Records:
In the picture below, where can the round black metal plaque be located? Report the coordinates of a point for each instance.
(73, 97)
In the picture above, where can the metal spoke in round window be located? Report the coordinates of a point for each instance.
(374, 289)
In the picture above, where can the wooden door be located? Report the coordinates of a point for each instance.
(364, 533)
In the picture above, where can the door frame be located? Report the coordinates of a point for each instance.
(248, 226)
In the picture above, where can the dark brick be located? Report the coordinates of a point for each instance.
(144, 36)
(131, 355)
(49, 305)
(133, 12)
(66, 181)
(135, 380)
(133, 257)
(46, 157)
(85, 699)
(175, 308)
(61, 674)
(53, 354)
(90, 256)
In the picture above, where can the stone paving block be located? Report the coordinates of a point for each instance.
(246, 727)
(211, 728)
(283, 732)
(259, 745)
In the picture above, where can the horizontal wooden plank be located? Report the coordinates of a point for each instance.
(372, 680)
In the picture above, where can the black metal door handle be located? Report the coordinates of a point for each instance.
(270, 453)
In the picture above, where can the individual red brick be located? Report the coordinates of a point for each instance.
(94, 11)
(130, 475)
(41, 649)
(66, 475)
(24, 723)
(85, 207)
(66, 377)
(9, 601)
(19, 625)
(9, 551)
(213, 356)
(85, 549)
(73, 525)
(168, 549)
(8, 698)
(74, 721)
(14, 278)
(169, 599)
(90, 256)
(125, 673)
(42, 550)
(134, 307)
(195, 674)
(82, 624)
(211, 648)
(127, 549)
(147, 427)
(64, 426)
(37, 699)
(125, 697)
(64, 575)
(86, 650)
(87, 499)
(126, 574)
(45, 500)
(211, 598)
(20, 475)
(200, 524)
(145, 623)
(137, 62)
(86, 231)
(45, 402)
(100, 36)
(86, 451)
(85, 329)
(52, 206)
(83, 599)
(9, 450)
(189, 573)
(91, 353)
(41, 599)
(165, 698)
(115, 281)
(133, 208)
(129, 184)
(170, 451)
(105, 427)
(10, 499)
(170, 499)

Aim of the task:
Copy out all of the records above again word for word, keeping every line in its original order.

Written solution:
In the picture below, where can the round black metal plaque be located? Report the coordinates of a point for each instance.
(73, 97)
In the picture above, where can the metal spoke in round window be located? Report the coordinates of a point for each instance.
(374, 289)
In the picture above, where can the wooden door be located? Report the coordinates of a point for each instance.
(364, 533)
In the picture above, where can the door frame be located? Report the coordinates of a point for each instance.
(248, 226)
In the picture above, where can the dark brick be located? Report the coordinates of a point for each instance.
(144, 36)
(131, 355)
(49, 305)
(133, 12)
(66, 181)
(135, 380)
(133, 257)
(46, 157)
(85, 699)
(175, 308)
(61, 674)
(53, 354)
(90, 256)
In the picture above, where can the stone paving block be located? Report the coordinates of a point for each instance.
(246, 727)
(211, 728)
(283, 732)
(259, 745)
In the picture above, where can the horizontal wooden plank be located? Report the coordinates of a point for each instance.
(372, 680)
In the picture above, where can the black metal door handle be located? Report the coordinates of a point for each instance.
(270, 453)
In the picture above, where can the individual red brick be located? Report the coordinates of a point for each instance.
(94, 11)
(130, 475)
(41, 649)
(66, 475)
(24, 723)
(85, 207)
(66, 377)
(9, 601)
(19, 625)
(9, 551)
(213, 356)
(85, 549)
(73, 525)
(168, 549)
(8, 698)
(74, 721)
(14, 278)
(169, 599)
(90, 256)
(125, 673)
(42, 550)
(134, 307)
(195, 674)
(82, 624)
(211, 648)
(127, 549)
(147, 427)
(64, 426)
(37, 699)
(125, 697)
(64, 575)
(86, 650)
(87, 499)
(126, 574)
(45, 500)
(211, 598)
(20, 475)
(200, 524)
(145, 623)
(137, 62)
(86, 231)
(45, 402)
(100, 36)
(86, 451)
(85, 329)
(52, 206)
(83, 599)
(9, 450)
(189, 573)
(91, 353)
(41, 599)
(165, 698)
(115, 281)
(133, 208)
(129, 184)
(170, 451)
(105, 427)
(10, 499)
(170, 499)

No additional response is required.